**Kutipan Terpilih:**

· · · · ·

1. Kewajiban-kewajiban Tuhan terhadap manusia
Persoalan
faham kewajiban-kewajiban tuhan terhadap manusia menjadi perdebatan
aliran-aliran kalam. Kaum Mu'tazilah adalah kaum yang berpendapat bahwa Tuhan
mempunyai kewajiban terhadap manusia. Kewajiban-kewajiban itu disimpulkan dalam
satu kewajiban, yakni kewaiban berbuat baik dan terbaik. Yang di dalamnya.
Menurut Mu’tazilah kewajiban-kewajiban tersebut mesti dilaksanakan oleh Tuhan,
kalau tidak maka Tuhan akan dianggap zalim, aniaya, pemaksa, pendusta, dan
sebagainya, hal itu mustahil bagi Tuhan.
Faham ini
timbul akibat dari konsep kaum mu'tazilah tentang keadilan Tuhan dan berjalan
sejajar dengan faham adanya batasan-batasan kehendak mutlak Tuhan. Bahwa
kekuasan dan kehendak Tuhan itu dibatasi oleh sifat keadilan Tuhan sendiri.

· · · · ·

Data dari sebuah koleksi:

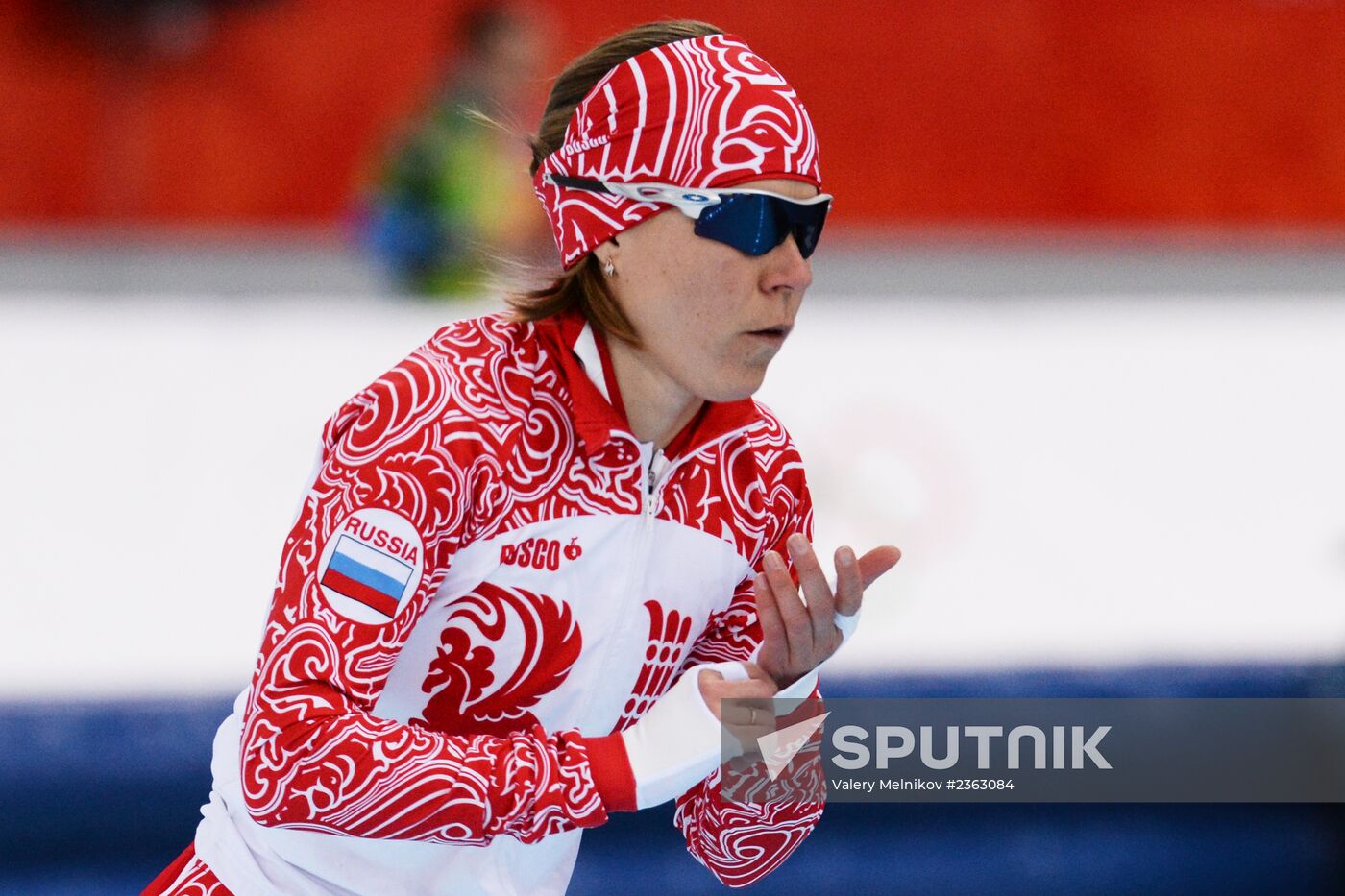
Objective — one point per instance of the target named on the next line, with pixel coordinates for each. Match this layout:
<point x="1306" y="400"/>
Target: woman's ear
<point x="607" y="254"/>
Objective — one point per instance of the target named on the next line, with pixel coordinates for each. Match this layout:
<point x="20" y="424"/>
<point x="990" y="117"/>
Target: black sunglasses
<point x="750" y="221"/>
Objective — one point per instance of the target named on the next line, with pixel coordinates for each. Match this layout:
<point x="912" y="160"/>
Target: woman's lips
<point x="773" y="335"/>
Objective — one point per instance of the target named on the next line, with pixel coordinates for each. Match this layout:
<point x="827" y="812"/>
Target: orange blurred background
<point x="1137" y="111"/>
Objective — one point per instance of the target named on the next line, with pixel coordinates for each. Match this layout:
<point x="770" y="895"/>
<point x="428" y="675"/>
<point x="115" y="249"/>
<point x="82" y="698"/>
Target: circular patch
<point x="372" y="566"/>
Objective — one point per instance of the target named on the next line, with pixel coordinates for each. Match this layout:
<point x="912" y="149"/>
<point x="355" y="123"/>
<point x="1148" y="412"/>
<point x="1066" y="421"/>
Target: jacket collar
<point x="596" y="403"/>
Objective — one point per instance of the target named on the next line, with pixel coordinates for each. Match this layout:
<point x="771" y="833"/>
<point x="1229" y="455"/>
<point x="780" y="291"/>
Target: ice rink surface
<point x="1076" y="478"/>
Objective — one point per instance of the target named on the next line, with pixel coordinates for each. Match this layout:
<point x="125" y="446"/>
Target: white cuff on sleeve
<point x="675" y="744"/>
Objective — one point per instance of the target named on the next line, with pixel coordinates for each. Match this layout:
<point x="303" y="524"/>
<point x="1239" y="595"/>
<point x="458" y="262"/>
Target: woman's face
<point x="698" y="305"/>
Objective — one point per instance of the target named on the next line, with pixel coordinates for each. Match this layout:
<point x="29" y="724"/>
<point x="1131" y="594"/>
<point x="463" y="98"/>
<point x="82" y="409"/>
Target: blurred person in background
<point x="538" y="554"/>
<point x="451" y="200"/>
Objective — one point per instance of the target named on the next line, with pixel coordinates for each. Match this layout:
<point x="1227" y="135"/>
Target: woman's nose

· · · · ·

**Petunjuk Kerja:**
#1 Periksa apakah pernyataan (a), (b), dan (c) sesuai dengan kutipan tentang kewajiban Tuhan terhadap manusia. Untuk tiap pernyataan, jawab ya atau tidak dan sertakan kata-kata penentu dari kutipan itu tanpa diubah.
(a) Menurut Mu'tazilah, Tuhan tidak mempunyai kewajiban terhadap manusia.
(b) Jika kewajiban-kewajiban itu tidak dilaksanakan, Tuhan akan dianggap zalim.
(c) Faham ini timbul dari konsep Mu'tazilah tentang kehendak mutlak Tuhan.
#2 Tulis lanjutan kutipan tentang kewajiban Tuhan terhadap manusia, dimulai setelah kalimat terakhirnya.

**Hasil Per Tugas:**
#1
(a) Tidak: "Kaum Mu'tazilah adalah kaum yang berpendapat bahwa Tuhan mempunyai kewajiban terhadap manusia"
(b) Ya: "kalau tidak maka Tuhan akan dianggap zalim, aniaya, pemaksa, pendusta, dan sebagainya"
(c) Tidak: "timbul akibat dari konsep kaum mu'tazilah tentang keadilan Tuhan"

#2
Karena itu Tuhan tidak bisa lagi berbuat menurut kehendak-Nya sendiri menyalahi
prinsip keadilan yang telah ditetapkan oleh Tuhan sendiri. Tuhan sudah terikat
pada janji-janji dan nilai-nilai keadilan, kalau Tuhan melanggarnya, maka Tuhan
dianggap tidak bersifat adil.
Bagi kaum
As'ariyah, faham Tuhan mempunyai kewajiban tidak dapat diterima, karena
bertentangan dengan faham kekuasaan dan kehendak mutlak Tuhan. Hal ini
ditegaskan Al-ghazali ketika mengatakan bahwa Tuhan tidak berkewajiban berbuat
dan yang terbaik bagi manusia. Dengan demikian aliran asy’ariyah tidak menerima
faham Tuhan mempunyai kewajiban. Tuhan dapat bebuat sekehendak hati-Nya terhadap
makhluk. Sebagaimana yang dikatakan Al-ghazali, perbuatan Tuhan bersifat tidak
wajib (Ja’iz) dan tidak satu pun darinya yang mempunyai sifat wajib.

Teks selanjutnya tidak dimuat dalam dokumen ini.